__THE TASK__: Would you transcribe the line that holds "for every instance of the door", plus every line beneath it through the end of the data, exactly and with nothing added?

(Items from a data source)
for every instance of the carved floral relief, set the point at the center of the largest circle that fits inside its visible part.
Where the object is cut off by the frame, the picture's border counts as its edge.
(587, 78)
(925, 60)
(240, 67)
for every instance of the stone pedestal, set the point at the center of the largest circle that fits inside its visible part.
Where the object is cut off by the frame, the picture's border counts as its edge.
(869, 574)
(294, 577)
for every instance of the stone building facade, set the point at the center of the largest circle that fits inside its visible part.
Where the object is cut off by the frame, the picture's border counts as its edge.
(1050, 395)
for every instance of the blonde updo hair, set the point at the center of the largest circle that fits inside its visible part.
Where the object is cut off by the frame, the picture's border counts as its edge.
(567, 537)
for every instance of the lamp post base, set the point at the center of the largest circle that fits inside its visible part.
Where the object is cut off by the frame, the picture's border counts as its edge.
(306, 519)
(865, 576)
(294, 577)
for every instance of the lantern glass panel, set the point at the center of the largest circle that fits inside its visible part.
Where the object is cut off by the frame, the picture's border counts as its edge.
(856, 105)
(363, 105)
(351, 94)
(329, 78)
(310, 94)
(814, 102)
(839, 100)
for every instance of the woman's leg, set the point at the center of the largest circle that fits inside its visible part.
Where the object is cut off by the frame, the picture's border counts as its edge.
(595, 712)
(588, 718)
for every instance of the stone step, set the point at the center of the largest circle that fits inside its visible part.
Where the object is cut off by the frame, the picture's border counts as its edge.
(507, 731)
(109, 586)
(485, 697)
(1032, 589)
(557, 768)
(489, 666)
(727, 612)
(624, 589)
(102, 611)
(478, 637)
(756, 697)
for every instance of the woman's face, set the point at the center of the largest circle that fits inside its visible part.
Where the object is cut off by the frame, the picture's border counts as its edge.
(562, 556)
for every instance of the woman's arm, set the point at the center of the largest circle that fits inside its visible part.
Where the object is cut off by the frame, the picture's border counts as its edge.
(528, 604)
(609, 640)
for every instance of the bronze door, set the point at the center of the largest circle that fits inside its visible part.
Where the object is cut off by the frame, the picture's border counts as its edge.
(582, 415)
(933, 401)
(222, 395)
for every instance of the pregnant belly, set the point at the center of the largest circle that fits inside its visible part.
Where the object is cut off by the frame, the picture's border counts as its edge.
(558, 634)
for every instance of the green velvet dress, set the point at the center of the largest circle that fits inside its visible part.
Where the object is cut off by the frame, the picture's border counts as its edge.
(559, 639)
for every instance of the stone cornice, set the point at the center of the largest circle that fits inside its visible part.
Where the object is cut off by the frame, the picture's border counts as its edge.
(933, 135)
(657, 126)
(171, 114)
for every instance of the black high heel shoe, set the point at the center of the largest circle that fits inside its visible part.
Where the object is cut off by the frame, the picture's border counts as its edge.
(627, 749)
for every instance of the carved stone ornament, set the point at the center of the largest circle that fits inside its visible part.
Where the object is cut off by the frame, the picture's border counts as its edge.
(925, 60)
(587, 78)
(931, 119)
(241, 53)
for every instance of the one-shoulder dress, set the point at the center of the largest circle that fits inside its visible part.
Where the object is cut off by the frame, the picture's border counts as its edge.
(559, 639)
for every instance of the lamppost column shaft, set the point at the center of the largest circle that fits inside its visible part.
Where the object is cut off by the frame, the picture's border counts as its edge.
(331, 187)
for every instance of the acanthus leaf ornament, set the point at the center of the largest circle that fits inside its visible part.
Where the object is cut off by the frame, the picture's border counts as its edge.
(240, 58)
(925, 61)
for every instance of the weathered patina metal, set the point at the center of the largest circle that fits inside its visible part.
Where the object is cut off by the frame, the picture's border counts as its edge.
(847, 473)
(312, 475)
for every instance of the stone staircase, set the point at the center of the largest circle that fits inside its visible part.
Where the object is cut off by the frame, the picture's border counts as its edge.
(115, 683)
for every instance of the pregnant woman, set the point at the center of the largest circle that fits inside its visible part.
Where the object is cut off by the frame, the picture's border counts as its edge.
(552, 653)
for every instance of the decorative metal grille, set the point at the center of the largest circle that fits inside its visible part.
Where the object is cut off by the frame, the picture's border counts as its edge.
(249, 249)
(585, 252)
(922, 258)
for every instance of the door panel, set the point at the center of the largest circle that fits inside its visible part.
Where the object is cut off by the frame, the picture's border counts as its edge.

__EXPECTED ANSWER__:
for every instance of the door panel, set the point at the center of the largest circle that fits inside its visible part.
Where the object is cut off by the frame, the picture's border counts as its edge.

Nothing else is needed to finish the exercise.